In the items below, replace every "outer boundary" with "exterior ring" and reproduce all other text unchanged.

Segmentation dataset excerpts
★ ★ ★ ★

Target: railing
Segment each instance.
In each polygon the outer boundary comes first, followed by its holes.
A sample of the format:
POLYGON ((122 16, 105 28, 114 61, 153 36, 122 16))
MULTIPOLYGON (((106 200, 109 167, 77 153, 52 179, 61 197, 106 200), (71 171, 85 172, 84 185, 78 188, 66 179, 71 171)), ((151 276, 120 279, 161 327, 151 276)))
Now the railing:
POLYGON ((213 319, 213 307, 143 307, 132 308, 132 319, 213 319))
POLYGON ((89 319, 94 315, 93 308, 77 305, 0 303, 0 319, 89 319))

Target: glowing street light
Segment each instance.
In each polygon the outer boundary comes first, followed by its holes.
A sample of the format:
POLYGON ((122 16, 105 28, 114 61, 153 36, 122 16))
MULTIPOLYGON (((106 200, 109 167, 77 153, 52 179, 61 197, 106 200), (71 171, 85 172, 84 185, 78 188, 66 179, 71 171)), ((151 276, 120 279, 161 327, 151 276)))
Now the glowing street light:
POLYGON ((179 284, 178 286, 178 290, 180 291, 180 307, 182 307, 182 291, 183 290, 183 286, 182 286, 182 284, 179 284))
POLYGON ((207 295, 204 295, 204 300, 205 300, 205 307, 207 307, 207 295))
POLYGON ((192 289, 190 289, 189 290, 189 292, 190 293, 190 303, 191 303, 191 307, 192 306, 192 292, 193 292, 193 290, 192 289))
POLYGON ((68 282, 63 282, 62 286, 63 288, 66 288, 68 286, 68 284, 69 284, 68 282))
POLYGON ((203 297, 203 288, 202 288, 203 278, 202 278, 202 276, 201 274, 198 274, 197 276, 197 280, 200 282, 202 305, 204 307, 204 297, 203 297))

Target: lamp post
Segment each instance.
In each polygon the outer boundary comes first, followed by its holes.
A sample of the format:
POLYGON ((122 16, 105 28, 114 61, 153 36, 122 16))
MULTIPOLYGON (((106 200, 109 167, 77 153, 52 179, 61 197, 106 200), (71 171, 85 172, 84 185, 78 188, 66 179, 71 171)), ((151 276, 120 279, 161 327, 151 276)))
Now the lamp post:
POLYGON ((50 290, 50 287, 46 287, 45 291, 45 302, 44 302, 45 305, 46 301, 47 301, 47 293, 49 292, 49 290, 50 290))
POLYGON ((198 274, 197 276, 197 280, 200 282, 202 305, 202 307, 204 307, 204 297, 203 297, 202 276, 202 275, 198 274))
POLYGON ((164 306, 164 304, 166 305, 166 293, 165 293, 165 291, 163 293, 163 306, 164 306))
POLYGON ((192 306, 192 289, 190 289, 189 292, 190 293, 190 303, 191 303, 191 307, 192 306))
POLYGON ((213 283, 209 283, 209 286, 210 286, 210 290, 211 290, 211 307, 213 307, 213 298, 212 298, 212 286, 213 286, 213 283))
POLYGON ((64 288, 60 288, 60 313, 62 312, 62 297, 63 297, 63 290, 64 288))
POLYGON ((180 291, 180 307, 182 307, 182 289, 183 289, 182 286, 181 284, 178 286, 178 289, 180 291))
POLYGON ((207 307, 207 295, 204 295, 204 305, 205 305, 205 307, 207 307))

★ ★ ★ ★

*Written answer:*
Target: railing
Segment each instance.
In each polygon the exterior ring comes first, followed by its holes.
A sample of the format:
POLYGON ((122 16, 105 28, 114 61, 153 36, 122 16))
MULTIPOLYGON (((106 200, 109 167, 77 153, 52 179, 61 197, 106 200), (71 171, 85 172, 84 185, 78 188, 66 179, 71 171)), ((151 276, 120 279, 161 327, 151 276)))
Now the railing:
POLYGON ((213 319, 213 307, 143 307, 132 308, 132 319, 213 319))
POLYGON ((89 319, 94 315, 93 308, 77 305, 0 303, 0 319, 89 319))

Target: glowing street light
Segment each instance.
In each polygon the exterior ring comes first, followed by its holes.
A sample of the format:
POLYGON ((122 16, 105 28, 114 61, 153 36, 122 16))
MULTIPOLYGON (((106 200, 109 167, 77 153, 52 179, 61 197, 106 200), (71 171, 85 172, 84 185, 78 188, 66 179, 71 171)), ((151 276, 120 279, 161 327, 151 276)))
Now the glowing street light:
POLYGON ((179 284, 178 286, 178 290, 180 291, 180 307, 182 307, 182 291, 183 290, 183 286, 182 286, 182 284, 179 284))
POLYGON ((207 295, 204 295, 204 300, 205 300, 205 307, 207 307, 207 295))
POLYGON ((192 289, 190 289, 189 290, 189 292, 190 293, 190 303, 191 303, 191 307, 192 306, 192 292, 193 292, 193 290, 192 289))
POLYGON ((68 282, 63 282, 62 286, 63 288, 66 288, 68 286, 68 284, 69 284, 68 282))
POLYGON ((203 297, 203 288, 202 288, 203 278, 202 278, 202 276, 201 274, 198 274, 197 276, 197 280, 200 282, 202 305, 204 307, 204 297, 203 297))

Target: lamp post
Segment each instance.
In each polygon the exterior ring comes first, followed by its holes.
A sample of the format:
POLYGON ((122 16, 105 28, 114 61, 153 36, 122 16))
MULTIPOLYGON (((106 200, 109 167, 77 153, 52 179, 61 197, 106 200), (71 171, 85 172, 84 185, 78 188, 66 179, 71 171)), ((151 276, 120 279, 161 327, 151 276)))
Now the lamp post:
POLYGON ((50 290, 50 287, 46 287, 45 291, 45 302, 44 302, 45 305, 46 301, 47 301, 47 293, 49 292, 49 290, 50 290))
POLYGON ((198 274, 197 276, 197 280, 200 282, 202 305, 202 307, 204 307, 204 297, 203 297, 202 276, 202 275, 198 274))
POLYGON ((164 306, 164 304, 166 305, 166 293, 165 293, 165 291, 163 293, 163 306, 164 306))
POLYGON ((192 306, 192 289, 190 289, 189 292, 190 293, 190 303, 191 303, 191 307, 192 306))
POLYGON ((213 283, 209 283, 209 286, 210 286, 210 290, 211 290, 211 307, 213 307, 213 298, 212 298, 212 286, 213 286, 213 283))
POLYGON ((64 288, 60 288, 60 313, 62 312, 62 297, 63 297, 63 290, 64 288))
POLYGON ((180 291, 180 307, 182 307, 182 289, 183 289, 182 286, 181 284, 178 286, 178 289, 180 291))
POLYGON ((207 307, 207 295, 204 295, 204 305, 205 305, 205 307, 207 307))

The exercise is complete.